SELECTED PASSAGE:
************
Thursday, September 07, 2006

Where Have You Gone Joe Friday? Technology and Mass Surveillance vs Old Fashioned Policing in the War on Terror

As we reflect on the 5th Anniversary of the terror attacks of September 11, 2001 it is important that the debate over security versus liberty (and privacy) not obscure the debate over how security is to be obtained. Let us start with the blunt fact that from a policing perspective, the 9/11 plot was highly vulnerable to traditional suspicion based surveillance. As documented by the 9/11 Commission, American officials were aware of the presence within the United States of all of the terrorists. Some of these individuals were known by other American officials to be involved in militant Islamist politics in Europe. Famously our government agencies "failed to connect the dots" but that should not satisfy us. Any close surveillance of these individuals would have raised many deeper reasons for suspicion. Why were they in flight schools? How were they being financed? Even had prior knowledge of the terrorists not identified them as persons worthy of suspicion, their behavior alone, especially their highly irregular conduct in Miami when Mohammed Atta and one of his associates flew a small private aircraft from their flight school to the very busy Miami International Airport, and then left the aircraft on the tarmac after abandoning their take off.

Instead of an effort to improve our law enforcement ability to identify and follow suspicious persons, the Bush administration's war on terror has consisted of intimidating orders to appear for questioning to thousands of Muslim immigrants to the United States, imprisoning for five years hundreds of apparently "low value" suspects in Guantamo, torturing (or close to it) higher value suspects in secret prisons around the world, overthrowing governments in Afghanistan and Iraq and replacing them with apparently more democratic governments which continue to survive only with US military (or NATO) life support, and high technology surveillance of international phone calls.

This is a broader pattern of global security that has fed on the bad example of the American war on crime. While the rhetoric of the war on crime celebrated police, the tactics emphasized rounding up low value suspects through relatively easy low grade surveillance and seizure. For more serious crime coercive interrogation, jail house informants, and if necessary, police perjury became all too common approaches as DNA exonerations in recent years and the exposure of police fabrication in the conviction of over forty mostly black residents of Tulia Texas case has documented. The minimal concern with the seriousness or even guilt of arrestees reflected a belief that incarcerating large numbers of potentially dangerous criminals would repress crime so careful investigations were superfluous.

We see it reflected in an international anti-doping effort in sport that is largely dependent on drug testing rather than police investigation. (See, Brian Alexander, Tour de Farce).
************
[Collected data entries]
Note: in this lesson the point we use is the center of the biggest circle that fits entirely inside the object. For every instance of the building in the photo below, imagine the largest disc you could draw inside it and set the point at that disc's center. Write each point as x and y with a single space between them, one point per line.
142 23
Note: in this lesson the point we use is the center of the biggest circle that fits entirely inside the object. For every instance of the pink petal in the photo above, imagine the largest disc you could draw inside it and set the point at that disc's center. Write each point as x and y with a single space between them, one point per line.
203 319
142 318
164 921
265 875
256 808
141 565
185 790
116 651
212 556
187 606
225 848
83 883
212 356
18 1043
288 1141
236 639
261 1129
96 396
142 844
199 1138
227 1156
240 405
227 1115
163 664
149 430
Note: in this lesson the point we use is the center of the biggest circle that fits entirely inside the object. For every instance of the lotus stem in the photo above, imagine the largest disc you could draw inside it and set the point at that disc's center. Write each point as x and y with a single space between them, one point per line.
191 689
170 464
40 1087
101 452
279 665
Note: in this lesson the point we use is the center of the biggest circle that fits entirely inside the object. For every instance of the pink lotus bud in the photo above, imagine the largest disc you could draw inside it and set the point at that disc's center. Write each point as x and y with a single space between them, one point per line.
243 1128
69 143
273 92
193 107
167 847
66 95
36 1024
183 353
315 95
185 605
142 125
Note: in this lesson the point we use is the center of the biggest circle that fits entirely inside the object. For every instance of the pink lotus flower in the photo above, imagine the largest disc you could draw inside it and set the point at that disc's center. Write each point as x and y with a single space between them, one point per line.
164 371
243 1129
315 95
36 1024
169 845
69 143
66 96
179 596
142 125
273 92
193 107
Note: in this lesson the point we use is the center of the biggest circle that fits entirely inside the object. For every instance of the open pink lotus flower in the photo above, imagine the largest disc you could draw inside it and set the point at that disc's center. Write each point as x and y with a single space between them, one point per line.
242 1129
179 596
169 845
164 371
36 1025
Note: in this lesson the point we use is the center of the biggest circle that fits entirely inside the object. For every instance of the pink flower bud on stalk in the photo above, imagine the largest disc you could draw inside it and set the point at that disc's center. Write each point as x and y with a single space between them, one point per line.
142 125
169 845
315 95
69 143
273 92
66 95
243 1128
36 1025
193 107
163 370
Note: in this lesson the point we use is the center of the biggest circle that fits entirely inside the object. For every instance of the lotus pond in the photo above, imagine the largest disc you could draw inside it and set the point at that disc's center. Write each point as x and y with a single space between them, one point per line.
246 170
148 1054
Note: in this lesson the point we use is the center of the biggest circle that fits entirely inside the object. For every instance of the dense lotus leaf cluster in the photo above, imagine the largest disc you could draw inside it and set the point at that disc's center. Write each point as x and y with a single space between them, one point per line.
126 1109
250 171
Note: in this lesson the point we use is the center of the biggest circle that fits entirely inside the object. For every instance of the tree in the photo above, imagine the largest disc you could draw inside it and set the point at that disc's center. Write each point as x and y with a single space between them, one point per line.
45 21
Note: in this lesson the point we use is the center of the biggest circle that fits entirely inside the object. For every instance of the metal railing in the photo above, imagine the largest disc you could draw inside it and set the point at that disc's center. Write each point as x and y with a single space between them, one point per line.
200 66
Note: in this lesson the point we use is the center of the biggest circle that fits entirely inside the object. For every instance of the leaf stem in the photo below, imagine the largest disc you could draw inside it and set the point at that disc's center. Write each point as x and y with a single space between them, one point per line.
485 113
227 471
************
TASK STATEMENT: Write the continuation of the post on policing and mass surveillance, picking up after its last sentence. The listing is material separate from the post on policing and mass surveillance.

TASK RESULT:
We see it reflected in the preference of many contemporary mayors spending money on high technology license plate readers and road side video surveillance cameras over money for community policing.

The reliance on technology and mass surveillance over close police investigation of suspicious individuals is promising only if you like the logic of the war on drugs. We need a new paradigm across a whole set of security problems (from terror, to urban crime, to white collar crime, and to sports), but fortunately its an old paradigm, i.e., investigation that relies on knowing a community and its residents rather than on broad dragnets or coercive tactics. A community policing approach, to say, doping in sports, would not require harsh prison terms for those found doping, or even formal criminalization. Police can seek to discover the source of nuisances that endanger the health and well being of the community and seek civil measures to restrain the abusive behavior.


What would a "community policing" approach to homeland security look like? First it would involve direct contacts between law enforcement and Muslim immigrant communities to assure them that they are part of the community being protected and that threats of hate crimes as well as initimidating tactics by federal authorities. Political scientist David Thacher has described this kind of approach by the police in Dearborn Michigan, a city with the highest concentration of Middle-Eastern immigrants and their off spring in the United States. Second, it would involve expanding police staffing to permit permanent site appropriate surveillance of vulnerable terrorism targets (police departments today are doing this on a limited basis, but at a cost of stretching existing resources). Third, it would require upgrading the communication and command integration of police and other first responding organizations to assure that rescuers would have the best possible chance of saving lives (including their own).